- _Material_
········
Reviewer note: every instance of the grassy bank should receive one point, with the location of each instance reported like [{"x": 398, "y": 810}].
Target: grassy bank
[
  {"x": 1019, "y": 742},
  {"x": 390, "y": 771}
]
········
- _Your objective_
Copy the lines above, keeping every word and character as it is.

- _Expected output_
Reviewer note: every instance of the grassy bank should receive one point, with the location of each instance reported like [{"x": 398, "y": 810}].
Target: grassy bank
[
  {"x": 1019, "y": 742},
  {"x": 390, "y": 771}
]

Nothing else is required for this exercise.